## What this task involves
Working through the lines below, return each one that holds "porch".

## Information provided
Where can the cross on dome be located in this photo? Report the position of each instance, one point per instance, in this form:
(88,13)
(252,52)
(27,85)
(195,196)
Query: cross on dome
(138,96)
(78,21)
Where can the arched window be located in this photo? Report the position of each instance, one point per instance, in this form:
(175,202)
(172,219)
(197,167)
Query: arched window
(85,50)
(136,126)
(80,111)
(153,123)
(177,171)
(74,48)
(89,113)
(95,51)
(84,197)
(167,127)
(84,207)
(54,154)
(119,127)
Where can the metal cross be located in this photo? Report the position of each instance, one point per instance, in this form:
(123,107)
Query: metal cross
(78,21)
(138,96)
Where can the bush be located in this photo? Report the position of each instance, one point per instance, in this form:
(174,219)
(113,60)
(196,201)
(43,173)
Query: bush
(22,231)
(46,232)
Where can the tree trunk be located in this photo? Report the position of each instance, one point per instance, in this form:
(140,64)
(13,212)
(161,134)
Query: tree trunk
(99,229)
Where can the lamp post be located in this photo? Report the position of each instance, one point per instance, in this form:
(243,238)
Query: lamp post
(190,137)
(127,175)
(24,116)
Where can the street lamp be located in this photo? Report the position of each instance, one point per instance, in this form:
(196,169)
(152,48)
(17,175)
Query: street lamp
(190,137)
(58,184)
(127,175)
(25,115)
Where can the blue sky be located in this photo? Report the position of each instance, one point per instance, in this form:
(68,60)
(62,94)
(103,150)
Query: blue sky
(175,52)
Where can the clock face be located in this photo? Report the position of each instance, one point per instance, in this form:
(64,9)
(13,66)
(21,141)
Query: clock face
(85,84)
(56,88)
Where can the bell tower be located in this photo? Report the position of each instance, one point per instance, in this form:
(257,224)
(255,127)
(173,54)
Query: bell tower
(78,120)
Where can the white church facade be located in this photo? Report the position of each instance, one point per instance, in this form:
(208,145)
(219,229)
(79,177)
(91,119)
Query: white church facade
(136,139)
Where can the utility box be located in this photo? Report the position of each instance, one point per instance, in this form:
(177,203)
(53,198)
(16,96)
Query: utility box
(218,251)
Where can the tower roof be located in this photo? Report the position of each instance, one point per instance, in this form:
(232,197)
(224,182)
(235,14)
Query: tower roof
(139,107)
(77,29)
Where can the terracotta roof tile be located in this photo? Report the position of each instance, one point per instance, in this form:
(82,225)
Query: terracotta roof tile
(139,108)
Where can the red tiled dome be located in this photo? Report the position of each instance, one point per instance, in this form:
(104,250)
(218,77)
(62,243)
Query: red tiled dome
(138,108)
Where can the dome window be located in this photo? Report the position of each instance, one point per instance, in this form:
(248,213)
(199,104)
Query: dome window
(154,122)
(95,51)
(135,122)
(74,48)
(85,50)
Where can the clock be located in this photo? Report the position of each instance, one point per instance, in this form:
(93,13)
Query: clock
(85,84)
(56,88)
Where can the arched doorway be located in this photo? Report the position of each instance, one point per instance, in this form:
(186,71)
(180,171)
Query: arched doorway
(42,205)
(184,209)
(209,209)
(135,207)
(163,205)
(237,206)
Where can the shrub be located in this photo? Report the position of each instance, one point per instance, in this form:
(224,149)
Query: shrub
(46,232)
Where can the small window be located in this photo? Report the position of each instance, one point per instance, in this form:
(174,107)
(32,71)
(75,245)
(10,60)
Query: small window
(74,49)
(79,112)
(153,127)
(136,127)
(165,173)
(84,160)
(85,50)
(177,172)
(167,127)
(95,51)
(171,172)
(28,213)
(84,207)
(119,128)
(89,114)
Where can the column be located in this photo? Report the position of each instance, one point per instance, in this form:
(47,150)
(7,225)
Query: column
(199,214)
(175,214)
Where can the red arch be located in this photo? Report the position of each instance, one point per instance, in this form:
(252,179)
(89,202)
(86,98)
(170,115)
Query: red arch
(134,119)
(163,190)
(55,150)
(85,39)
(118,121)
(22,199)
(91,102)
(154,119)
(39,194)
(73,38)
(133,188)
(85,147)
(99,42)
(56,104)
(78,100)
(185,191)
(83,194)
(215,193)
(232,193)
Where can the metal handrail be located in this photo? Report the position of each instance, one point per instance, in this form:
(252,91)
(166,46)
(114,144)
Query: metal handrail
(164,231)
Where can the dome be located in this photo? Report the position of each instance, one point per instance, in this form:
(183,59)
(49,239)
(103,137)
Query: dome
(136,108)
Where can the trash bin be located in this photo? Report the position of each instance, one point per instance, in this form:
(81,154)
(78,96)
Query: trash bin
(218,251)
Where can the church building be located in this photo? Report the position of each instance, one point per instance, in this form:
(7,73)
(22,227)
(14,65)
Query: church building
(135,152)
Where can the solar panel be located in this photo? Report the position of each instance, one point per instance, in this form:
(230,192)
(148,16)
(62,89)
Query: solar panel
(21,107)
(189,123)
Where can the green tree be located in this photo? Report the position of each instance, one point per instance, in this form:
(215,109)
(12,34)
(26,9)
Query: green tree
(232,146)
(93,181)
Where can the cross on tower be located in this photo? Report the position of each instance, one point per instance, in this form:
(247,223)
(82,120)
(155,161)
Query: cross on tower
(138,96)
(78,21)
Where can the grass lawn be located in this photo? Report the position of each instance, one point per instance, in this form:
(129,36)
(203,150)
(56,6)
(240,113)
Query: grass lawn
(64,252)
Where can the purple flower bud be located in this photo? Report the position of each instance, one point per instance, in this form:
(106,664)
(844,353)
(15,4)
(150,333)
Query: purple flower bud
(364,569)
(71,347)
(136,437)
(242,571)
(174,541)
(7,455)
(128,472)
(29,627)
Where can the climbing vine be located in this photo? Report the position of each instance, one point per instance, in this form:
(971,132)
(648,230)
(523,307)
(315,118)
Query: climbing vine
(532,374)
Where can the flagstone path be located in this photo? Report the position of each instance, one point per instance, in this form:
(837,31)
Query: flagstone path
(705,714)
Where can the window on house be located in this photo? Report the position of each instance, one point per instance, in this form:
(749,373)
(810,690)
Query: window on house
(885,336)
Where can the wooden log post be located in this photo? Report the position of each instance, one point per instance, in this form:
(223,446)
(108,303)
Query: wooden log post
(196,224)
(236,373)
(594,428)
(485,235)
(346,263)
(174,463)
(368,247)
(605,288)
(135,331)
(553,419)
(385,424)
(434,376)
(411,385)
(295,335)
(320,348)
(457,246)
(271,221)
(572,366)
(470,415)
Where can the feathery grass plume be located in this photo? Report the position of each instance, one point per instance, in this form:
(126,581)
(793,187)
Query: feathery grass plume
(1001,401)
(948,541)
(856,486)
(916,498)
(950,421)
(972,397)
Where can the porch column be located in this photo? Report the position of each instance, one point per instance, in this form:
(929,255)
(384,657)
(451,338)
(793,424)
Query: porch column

## Response area
Where can the porch column be located in this photo? Report the position of each instance, one point per instance, in this form:
Query: porch column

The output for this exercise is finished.